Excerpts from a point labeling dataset
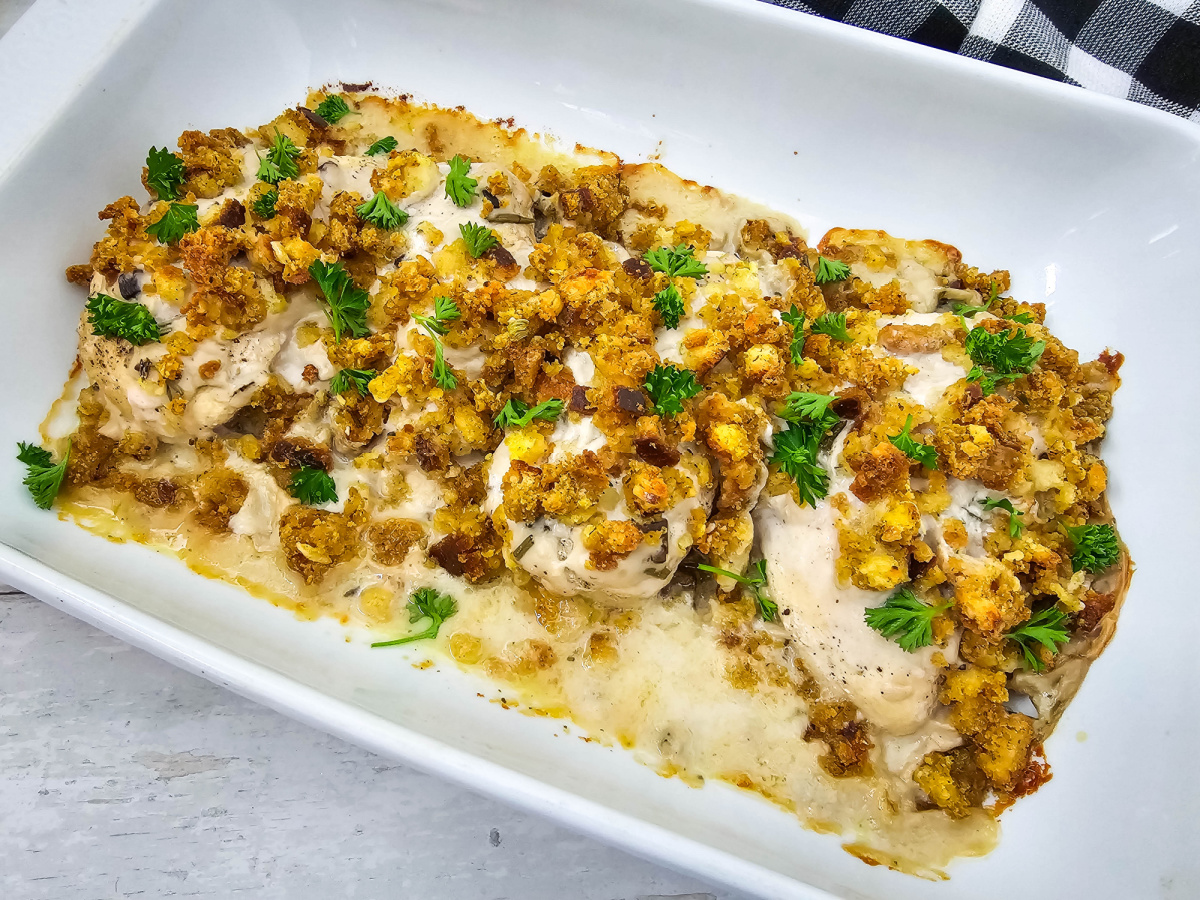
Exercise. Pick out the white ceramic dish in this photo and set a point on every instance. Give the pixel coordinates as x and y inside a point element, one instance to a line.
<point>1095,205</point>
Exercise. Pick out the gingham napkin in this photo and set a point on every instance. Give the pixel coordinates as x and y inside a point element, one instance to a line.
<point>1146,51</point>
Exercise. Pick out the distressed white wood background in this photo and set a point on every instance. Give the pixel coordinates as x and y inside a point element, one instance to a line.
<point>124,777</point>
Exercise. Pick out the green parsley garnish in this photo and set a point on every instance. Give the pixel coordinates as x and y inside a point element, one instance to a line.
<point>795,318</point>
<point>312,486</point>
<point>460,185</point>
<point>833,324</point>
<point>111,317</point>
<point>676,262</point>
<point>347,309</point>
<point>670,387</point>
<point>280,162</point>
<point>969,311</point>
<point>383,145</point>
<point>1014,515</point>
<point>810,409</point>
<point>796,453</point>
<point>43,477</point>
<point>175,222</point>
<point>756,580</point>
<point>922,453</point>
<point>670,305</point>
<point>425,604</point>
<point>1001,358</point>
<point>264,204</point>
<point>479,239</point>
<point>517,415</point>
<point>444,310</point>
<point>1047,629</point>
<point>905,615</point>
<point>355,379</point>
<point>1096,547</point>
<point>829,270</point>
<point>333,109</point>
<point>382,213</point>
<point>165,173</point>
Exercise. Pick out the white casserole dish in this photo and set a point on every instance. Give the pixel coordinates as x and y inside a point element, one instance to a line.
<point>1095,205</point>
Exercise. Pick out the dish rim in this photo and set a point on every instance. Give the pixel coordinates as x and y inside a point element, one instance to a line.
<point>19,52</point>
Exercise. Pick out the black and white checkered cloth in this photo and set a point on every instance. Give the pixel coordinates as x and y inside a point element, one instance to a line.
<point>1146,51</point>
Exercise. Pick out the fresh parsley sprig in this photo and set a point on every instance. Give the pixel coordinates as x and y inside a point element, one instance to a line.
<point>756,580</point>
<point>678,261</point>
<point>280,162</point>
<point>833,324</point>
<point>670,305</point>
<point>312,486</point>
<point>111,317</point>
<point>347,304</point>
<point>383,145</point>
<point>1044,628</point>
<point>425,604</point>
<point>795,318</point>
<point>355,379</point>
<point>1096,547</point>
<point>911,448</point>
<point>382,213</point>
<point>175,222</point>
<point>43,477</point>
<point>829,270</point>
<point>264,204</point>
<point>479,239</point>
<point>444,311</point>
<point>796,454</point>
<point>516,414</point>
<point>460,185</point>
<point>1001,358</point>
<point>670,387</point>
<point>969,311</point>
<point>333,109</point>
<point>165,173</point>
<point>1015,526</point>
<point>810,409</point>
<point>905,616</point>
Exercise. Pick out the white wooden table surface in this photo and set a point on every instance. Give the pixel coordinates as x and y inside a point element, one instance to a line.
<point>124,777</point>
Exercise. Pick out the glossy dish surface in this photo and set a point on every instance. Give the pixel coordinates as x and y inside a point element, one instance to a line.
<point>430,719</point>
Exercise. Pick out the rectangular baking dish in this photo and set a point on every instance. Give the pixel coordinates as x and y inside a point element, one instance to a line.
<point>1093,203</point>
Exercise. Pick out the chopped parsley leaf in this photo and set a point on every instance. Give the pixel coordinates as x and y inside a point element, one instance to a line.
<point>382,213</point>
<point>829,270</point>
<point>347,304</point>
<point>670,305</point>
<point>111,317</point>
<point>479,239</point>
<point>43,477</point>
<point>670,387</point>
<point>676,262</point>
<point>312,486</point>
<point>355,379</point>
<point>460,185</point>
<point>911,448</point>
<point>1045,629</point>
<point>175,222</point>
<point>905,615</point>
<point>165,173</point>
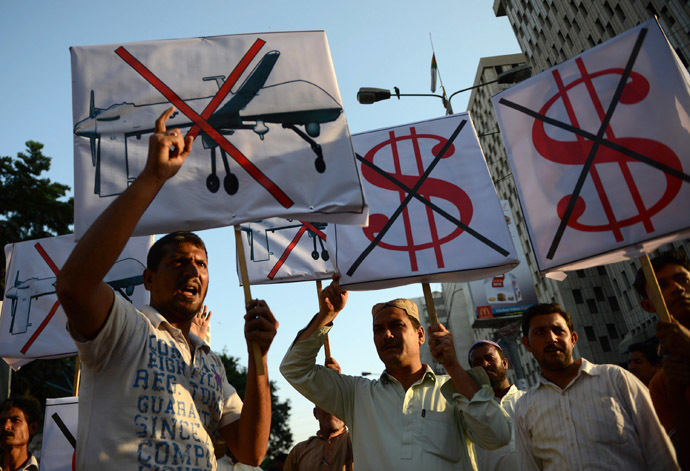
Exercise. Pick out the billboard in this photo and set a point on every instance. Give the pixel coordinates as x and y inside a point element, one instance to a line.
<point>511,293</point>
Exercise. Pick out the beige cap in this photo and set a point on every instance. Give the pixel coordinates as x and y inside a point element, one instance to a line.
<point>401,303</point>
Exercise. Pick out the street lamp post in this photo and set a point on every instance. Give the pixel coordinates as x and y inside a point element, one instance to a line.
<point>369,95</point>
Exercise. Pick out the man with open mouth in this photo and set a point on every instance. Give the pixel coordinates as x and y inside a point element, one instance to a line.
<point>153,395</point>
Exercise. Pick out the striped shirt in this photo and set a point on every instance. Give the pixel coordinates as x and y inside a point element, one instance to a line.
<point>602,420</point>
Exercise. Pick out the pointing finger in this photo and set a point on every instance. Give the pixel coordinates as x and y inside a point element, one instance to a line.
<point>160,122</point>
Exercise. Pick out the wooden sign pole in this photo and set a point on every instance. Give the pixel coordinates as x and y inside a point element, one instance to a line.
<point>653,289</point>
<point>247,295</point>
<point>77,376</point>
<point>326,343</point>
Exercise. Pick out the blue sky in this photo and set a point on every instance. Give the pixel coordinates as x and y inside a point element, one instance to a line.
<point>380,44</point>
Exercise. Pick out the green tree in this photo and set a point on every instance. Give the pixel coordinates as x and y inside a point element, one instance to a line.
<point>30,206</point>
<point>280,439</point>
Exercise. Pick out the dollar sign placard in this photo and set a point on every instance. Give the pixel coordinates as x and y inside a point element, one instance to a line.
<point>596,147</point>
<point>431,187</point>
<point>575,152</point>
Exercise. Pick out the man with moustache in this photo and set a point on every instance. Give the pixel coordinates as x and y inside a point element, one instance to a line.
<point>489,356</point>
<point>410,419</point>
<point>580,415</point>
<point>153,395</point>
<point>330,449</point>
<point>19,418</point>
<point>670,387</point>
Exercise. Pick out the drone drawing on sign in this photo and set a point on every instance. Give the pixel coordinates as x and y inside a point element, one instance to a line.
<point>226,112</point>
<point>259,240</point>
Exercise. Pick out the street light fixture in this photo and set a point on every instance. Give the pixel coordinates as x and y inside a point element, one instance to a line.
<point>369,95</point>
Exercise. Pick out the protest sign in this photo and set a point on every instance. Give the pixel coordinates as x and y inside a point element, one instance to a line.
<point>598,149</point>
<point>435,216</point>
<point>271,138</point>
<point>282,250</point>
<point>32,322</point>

--

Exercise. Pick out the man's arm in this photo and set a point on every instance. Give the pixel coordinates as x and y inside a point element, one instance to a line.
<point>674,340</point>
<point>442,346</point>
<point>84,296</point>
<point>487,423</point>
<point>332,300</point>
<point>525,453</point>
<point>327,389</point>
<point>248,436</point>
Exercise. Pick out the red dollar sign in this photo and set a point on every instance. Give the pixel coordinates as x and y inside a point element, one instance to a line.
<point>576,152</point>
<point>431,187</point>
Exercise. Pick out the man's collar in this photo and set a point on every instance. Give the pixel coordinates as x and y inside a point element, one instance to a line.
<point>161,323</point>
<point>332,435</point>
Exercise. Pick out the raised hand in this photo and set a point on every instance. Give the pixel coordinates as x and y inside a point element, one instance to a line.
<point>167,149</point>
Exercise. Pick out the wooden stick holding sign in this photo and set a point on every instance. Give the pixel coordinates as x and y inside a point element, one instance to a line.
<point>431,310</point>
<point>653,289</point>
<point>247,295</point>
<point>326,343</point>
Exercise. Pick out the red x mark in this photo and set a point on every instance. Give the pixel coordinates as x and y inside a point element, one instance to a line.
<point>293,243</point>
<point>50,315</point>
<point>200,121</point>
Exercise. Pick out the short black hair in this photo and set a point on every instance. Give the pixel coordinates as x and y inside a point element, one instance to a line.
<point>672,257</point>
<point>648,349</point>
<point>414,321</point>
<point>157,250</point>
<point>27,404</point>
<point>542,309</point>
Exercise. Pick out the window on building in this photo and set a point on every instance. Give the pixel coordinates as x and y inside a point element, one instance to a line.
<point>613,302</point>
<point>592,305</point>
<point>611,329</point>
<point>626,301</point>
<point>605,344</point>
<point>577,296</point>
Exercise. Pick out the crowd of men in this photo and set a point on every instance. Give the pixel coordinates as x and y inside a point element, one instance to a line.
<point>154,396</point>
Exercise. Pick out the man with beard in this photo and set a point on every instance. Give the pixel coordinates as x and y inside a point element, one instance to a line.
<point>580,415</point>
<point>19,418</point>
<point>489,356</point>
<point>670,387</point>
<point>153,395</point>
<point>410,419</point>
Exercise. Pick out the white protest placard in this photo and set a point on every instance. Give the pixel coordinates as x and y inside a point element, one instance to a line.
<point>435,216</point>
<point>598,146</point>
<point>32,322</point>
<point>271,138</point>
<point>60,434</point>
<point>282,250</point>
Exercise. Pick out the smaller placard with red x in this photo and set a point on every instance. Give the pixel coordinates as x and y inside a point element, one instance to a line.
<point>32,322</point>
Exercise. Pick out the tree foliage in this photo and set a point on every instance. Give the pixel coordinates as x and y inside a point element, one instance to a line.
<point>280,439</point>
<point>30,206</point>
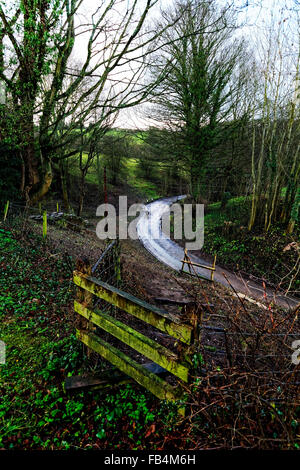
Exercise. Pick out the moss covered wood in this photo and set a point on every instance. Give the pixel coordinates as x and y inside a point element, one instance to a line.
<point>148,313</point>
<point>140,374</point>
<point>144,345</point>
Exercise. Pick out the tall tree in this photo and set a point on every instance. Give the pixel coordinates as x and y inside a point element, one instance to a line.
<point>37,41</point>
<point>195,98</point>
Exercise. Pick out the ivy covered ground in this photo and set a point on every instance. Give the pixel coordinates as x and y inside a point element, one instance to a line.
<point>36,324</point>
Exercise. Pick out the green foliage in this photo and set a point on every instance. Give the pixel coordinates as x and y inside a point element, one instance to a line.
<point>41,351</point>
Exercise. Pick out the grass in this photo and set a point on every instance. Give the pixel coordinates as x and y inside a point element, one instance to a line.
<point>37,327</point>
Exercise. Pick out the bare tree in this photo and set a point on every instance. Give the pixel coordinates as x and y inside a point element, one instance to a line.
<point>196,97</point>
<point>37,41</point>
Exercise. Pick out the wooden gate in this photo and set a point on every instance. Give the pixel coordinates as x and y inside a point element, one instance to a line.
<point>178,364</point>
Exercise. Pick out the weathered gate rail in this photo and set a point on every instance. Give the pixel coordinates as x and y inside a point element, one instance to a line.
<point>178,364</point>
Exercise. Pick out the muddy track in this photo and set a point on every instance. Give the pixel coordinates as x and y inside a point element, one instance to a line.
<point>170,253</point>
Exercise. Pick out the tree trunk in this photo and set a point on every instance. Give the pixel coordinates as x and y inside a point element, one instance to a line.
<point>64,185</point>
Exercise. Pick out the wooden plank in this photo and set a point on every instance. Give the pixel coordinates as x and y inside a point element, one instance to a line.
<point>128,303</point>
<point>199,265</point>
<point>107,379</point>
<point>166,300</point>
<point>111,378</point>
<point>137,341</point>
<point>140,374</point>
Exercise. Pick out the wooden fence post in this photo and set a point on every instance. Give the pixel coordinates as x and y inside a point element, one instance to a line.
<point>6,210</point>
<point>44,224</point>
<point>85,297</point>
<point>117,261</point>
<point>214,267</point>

==

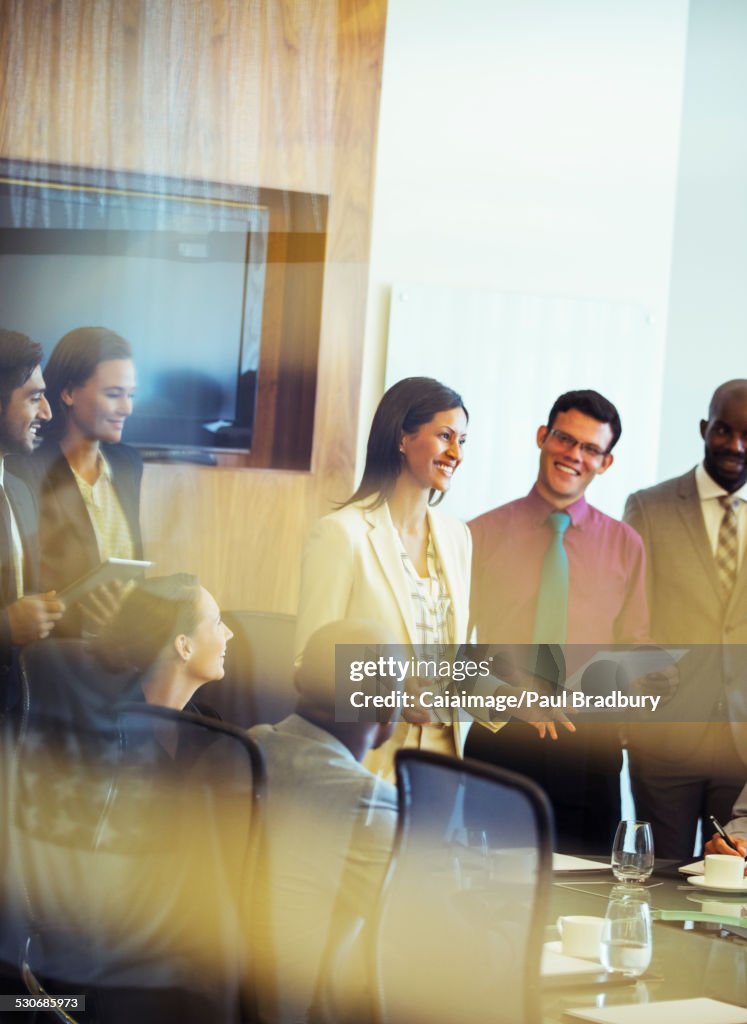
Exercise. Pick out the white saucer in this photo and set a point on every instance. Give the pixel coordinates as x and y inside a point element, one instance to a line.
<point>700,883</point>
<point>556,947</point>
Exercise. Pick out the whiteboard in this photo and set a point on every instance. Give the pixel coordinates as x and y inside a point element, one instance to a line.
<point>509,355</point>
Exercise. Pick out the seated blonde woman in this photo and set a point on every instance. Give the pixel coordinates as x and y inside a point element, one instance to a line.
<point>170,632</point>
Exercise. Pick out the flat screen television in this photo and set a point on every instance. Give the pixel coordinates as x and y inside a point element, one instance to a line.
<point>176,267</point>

# GIVEN PROBLEM
Reproduce the entries verbatim, beginning with the line that contains "Exercise. Pick out the fresh" and ending after the line that contains "<point>1093,203</point>", both included.

# IN RESPONSE
Exercise. Pick out the fresh parsley sprig in this photo and set a point on every instance. Give the pixel coordinates as x and y inside a point element, one instance to a line.
<point>756,580</point>
<point>678,261</point>
<point>280,162</point>
<point>833,324</point>
<point>670,305</point>
<point>312,486</point>
<point>111,317</point>
<point>347,304</point>
<point>383,145</point>
<point>1044,628</point>
<point>425,604</point>
<point>795,318</point>
<point>355,379</point>
<point>1096,547</point>
<point>911,448</point>
<point>382,213</point>
<point>175,222</point>
<point>43,477</point>
<point>829,270</point>
<point>264,204</point>
<point>479,239</point>
<point>444,311</point>
<point>796,454</point>
<point>516,414</point>
<point>460,185</point>
<point>1001,358</point>
<point>670,387</point>
<point>969,311</point>
<point>333,109</point>
<point>165,173</point>
<point>1015,526</point>
<point>810,409</point>
<point>905,616</point>
Exercise. Pick out the white wooden table surface in this photo and set a point on every instance. Give the pixel coordinates as x and y inside a point element, one instance to a line.
<point>124,777</point>
Exercise. Pick out the glossy dish surface in this photo and set a point on every instance. Give the pixel coordinates as x and y inside a point element, one instance to a line.
<point>430,719</point>
Exercise. Pick out the rectangular baking dish in this photo and set a point on every instance. Give the pixel coordinates as x and y inside a point element, one instance to a line.
<point>1093,203</point>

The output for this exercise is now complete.